待办事项>
a. 根据这篇论述现代西方民主的文章,美国从联邦政府到各州暨地方政府共有多少个民选职位?
b. 请从这篇论述现代西方民主的文章末尾处接着往下续写。

论现代西方民主(下)_美国政治论文

论现代西方民主(下)_美国政治论文

现代西方民主刍议(之二),本文主要内容关键词为:刍议论文,之二论文,民主论文,此文献不代表本站观点,内容供学术参考,文章仅供参考阅读下载。

三、现代西方民主的运行机制

制度只是一些构件,整个制度不过像一部机器。要使制度运作起来,就需要人们不断地为这种制度注入活力。在现代西方民主制度运作过程中,形成了其特有的运行机制。

(一)参与机制

民主作为制度,它的核心概念之一,是强调公民的政治参与。在通常情况下,政治参与的主体是指不以政治为职业的普通公民。政治参与有两个基本特点:一是自愿性,即政治参与是公民在自愿的基础上,积极主动参与政治事务、公共决策的行为;二是选择性,即公民参与政治可以表达不同的看法和意见,可以选择不同的方式来表达自己的立场与观点。政治参与的基本前提,是公民的“权利”,即公民依法行使的权力和应尽的义务。“权利”是一种资格。“权力”则是一种能力,是一种具备一定资格的权力主体要求客体做出一定行为的能力。在民主政治下,公民的政治权力也许各不相等,但所享有的基本参政权利应是一律平等的。

现代西方发达国家公民政治参与的形式,主要有五种:

一是以竞选活动为中心的选举参与。竞选是西方国家决定政府、议会公职人员的通用形式,随着普选制的逐步确立,选举参与就成为公民最基本的参政活动。英国的选举法直接称为“国民参政(男女选举平等)法”。西方学者把普选制干脆称作“群众民主制度”(注:(丹麦)福尔默·威斯蒂主编:《北欧式民主》,赵振强等译,中国社会科学出版社1990年版,第125页。)。美国是民选职位最多的西方国家,从联邦政府到各州暨地方政府有五十多万个民选职位,参与各级公职的竞选者每年约一百万人。频繁的选举活动,是选民主动、具体地表达自己政治偏好的机会。因此,围绕竞选活动而形成的公民选举参与,就成为公民政治参与的最基本形式。

边界框记录>
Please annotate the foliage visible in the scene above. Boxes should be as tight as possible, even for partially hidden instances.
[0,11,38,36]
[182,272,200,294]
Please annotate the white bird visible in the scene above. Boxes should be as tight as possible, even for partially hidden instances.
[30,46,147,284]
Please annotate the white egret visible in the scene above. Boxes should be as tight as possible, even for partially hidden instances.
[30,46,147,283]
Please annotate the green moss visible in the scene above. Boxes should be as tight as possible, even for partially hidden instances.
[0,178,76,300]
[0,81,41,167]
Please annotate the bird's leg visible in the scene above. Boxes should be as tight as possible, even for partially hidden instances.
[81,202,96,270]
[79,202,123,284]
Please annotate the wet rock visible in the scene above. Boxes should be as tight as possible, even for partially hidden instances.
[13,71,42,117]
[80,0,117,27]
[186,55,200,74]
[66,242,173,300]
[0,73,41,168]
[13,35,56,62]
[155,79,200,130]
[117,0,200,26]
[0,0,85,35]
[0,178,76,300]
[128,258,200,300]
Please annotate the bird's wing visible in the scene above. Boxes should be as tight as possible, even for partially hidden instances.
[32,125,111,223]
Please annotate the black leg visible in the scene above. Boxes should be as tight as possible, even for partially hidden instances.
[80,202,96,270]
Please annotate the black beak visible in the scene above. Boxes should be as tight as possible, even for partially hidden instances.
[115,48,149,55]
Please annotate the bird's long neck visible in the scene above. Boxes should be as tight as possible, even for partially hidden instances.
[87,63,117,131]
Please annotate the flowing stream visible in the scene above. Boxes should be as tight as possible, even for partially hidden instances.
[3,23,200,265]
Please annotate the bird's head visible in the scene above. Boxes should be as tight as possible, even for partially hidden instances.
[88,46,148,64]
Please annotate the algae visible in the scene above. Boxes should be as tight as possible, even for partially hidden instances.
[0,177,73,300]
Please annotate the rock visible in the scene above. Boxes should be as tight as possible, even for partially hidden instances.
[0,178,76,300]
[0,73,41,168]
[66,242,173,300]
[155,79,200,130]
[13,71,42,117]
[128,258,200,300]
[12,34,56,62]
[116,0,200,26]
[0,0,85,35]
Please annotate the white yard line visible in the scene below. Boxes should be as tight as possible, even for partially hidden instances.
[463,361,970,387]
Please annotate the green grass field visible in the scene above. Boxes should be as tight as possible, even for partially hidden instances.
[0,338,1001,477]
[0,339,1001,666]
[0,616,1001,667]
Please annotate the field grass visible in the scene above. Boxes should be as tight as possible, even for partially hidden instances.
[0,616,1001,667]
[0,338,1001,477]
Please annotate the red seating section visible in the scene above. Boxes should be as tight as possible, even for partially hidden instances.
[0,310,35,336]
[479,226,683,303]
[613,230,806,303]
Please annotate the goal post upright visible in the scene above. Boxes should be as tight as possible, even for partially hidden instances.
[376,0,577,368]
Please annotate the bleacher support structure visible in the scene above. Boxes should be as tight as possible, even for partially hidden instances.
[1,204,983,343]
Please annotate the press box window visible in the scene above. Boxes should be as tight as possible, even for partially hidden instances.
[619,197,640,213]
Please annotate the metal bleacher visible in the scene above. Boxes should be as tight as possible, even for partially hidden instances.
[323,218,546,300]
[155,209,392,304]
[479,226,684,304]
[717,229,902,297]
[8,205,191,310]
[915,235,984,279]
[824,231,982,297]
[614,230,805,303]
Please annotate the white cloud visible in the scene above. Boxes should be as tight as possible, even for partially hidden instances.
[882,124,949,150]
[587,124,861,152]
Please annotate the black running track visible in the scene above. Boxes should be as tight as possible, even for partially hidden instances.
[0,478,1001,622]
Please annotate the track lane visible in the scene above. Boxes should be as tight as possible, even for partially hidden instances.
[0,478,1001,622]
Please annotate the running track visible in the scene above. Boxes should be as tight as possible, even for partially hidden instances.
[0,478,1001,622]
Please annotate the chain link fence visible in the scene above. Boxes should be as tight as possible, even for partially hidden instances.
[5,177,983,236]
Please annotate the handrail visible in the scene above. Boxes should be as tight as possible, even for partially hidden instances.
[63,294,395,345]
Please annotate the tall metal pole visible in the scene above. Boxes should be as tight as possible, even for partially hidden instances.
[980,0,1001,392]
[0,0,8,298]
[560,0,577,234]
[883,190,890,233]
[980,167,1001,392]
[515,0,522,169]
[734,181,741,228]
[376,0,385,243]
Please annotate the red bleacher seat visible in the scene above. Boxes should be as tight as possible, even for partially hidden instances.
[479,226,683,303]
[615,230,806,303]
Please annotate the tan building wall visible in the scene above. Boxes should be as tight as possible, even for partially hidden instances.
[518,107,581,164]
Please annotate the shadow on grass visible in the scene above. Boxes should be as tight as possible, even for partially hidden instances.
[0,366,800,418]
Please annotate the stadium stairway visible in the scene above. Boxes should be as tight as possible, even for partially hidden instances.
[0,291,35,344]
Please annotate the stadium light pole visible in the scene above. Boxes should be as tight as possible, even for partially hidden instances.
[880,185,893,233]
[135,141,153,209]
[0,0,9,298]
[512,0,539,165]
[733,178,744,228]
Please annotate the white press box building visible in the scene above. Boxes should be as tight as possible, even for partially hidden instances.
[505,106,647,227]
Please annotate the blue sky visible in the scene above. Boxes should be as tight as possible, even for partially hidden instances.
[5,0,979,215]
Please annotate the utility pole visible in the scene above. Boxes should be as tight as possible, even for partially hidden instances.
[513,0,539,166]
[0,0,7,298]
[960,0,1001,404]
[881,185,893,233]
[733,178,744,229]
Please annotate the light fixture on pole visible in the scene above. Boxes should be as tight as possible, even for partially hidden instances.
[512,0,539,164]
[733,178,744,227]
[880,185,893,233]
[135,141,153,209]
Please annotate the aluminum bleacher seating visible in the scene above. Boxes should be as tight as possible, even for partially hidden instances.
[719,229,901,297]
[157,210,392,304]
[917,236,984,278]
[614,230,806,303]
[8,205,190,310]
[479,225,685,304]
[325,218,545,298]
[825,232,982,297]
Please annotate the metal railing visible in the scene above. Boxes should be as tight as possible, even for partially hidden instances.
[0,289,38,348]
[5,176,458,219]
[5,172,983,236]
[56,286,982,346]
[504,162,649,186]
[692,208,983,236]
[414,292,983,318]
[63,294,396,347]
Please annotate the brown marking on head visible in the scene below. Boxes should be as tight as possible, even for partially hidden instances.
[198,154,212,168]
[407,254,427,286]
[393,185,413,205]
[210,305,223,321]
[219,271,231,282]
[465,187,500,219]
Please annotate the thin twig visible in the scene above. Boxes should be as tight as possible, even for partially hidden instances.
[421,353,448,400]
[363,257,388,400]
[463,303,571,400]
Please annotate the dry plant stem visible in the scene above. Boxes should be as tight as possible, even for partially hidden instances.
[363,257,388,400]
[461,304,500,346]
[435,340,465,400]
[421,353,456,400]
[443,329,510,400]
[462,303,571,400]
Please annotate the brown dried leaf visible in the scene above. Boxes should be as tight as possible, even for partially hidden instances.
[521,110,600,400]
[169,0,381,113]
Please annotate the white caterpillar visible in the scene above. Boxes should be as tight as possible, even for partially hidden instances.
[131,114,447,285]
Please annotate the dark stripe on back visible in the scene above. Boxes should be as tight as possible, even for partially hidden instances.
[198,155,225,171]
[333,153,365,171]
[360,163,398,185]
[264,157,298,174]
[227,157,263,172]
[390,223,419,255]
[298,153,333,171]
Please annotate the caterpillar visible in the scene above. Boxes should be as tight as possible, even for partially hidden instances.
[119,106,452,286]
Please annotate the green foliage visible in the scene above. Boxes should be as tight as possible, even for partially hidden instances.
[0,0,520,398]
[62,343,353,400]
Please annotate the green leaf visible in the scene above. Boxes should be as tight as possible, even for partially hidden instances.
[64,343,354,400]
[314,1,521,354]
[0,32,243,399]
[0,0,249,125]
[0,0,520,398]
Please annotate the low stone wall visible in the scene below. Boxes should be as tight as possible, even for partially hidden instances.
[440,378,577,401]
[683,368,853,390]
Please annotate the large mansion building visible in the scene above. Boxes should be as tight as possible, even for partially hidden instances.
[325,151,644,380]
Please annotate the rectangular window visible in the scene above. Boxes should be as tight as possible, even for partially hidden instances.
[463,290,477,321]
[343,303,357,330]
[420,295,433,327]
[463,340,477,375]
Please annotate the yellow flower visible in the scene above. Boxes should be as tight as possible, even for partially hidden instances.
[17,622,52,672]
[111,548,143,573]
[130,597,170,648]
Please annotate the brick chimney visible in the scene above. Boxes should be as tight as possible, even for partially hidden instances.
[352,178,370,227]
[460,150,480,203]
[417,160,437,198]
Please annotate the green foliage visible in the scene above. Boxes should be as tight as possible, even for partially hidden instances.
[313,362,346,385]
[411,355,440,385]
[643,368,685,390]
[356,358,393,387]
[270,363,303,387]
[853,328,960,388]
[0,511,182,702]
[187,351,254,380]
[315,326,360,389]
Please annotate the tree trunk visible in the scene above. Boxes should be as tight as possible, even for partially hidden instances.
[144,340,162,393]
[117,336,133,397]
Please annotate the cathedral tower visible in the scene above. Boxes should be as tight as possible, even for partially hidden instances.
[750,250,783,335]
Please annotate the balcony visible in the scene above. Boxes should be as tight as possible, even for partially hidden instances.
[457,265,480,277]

练习结果>
a. 五十多万个。

b.
二是以公民行使创制权与复决权为内容的投票行动。在西方国家,立法机关通过的法律是否最终生效,往往要由公民投票决定。二十世纪五十年代法国在戴高乐执政时期,凡发生重大事件,决定国家的重大问题,他就举行公民投票。1958年他主持制定的宪法还对公民投票作了具体规定。1969年4月,戴高乐提交的法案被公民投票否决而不能付诸实施,戴高乐也因此辞去了总统职务。据利普哈特1984年的统计,从1945年到1980年间,在二十一个西方国家中,总计举行过二百四十四次公民投票,其中有一百六十九次发生在瑞士。(注:参见应克复等:《西方民主史》,中国社会科学出版社1997年版,第424页。)公民投票作为政治参与的一种形式,有效地分割了代议制的立法权,甚至可以削弱党派的作用,使政府的公共决策广泛获得公民的支持而更具有合法性。

三是以组织社团或利益集团(压力集团)的方式,通过直接游说、间接游说、法院诉讼、为公职候选人捐助竞选费用以影响选举结果、每年公布他们评议国会议员的结果以影响议会决策等等手段,影响政府和议会的决策过程。

四是以公民自发行为为特征的政治参与。主要包括:公民自发地与议员、政府官员进行个别接触,或访问、或写信,反映情况,表达自己的诉求。公民也可以采取集体请愿、示威游行等方式对政府施加压力,迫使政府就相关问题采取改革措施或改变态度。在西方国家,由于新闻媒介是开放的、中立的,因此,公民还可以利用大众媒体表达自己的意见。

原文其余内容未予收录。